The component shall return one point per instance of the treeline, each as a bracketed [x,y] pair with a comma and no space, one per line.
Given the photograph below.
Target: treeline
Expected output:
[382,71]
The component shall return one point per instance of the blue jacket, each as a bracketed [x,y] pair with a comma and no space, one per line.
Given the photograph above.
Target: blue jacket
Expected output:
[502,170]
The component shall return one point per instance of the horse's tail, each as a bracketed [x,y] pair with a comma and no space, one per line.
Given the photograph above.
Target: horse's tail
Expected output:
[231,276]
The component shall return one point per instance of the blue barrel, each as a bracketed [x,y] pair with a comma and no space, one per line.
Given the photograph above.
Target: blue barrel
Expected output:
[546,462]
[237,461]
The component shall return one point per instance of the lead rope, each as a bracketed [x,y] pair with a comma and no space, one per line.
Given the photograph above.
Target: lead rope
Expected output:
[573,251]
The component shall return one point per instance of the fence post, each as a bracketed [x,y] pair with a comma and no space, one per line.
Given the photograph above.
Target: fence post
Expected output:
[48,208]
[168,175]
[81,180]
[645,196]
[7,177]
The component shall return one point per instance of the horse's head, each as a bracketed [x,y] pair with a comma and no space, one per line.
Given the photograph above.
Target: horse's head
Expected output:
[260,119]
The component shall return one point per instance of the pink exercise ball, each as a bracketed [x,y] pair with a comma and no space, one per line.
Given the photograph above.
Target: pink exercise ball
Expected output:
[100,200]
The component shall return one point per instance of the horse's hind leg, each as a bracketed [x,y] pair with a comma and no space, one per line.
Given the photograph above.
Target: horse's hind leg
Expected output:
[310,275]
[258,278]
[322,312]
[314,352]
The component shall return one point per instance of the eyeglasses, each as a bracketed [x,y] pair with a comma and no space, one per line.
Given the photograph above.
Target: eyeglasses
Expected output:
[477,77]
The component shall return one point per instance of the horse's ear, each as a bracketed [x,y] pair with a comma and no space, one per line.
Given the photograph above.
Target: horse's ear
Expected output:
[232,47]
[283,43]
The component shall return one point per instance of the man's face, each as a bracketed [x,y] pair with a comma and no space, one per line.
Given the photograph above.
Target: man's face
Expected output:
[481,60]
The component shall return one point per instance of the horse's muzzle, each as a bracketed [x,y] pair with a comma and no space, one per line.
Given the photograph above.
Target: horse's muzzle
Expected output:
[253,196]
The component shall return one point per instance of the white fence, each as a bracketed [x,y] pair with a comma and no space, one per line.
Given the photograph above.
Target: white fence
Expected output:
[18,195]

══════

Your task →
Output the part of the entries that opens with the line containing "The component shall return one point per instance of the pink" and closes with the last line of the entries as a numbered list, one line per item, with blank lines left out.

Solution for this exercise →
1. The component shall return one point per instance of the pink exercise ball, each as a bracketed [x,y] pair with a comma and no space, one per line.
2. Given the photograph above.
3. Target: pink exercise ball
4. Expected output:
5. [100,200]
6. The component shall return one point per instance of the horse's hind leg, each as a bracketed [x,y] pair with a comma and no space, one per line.
7. Given the photograph above.
8. Target: horse's hind leg
9. Expected output:
10. [310,275]
11. [258,278]
12. [322,312]
13. [314,352]
14. The component shall return one point per instance of the eyeglasses, each as a bracketed [x,y] pair with a comma and no space, one per line.
15. Given the photograph above.
16. Target: eyeglasses
17. Expected output:
18. [477,77]
19. The component shall return one point per instance of the horse's ear, each as a bracketed [x,y] pair with a comma and no space, one per line.
20. Given the photograph above.
21. Target: horse's ear
22. Expected output:
23. [232,47]
24. [283,43]
25. The component shall return one point per instance of the man's face, each as a bracketed [x,y] pair with a comma and no space, one per line.
26. Given the photograph above.
27. Target: man's face
28. Expected output:
29. [481,60]
30. The component shall return one point per instance of the horse's muzzle, each as a bracketed [x,y] pair with a comma and no space, one per line.
31. Given the photograph above.
32. Target: horse's muzzle
33. Expected output:
34. [253,196]
35. The component shall return one point per instance of the white fence, each as a bracketed [x,y] pair with a comma and no space, one per line.
36. Given the photograph above.
37. Target: white fence
38. Expected output:
39. [18,195]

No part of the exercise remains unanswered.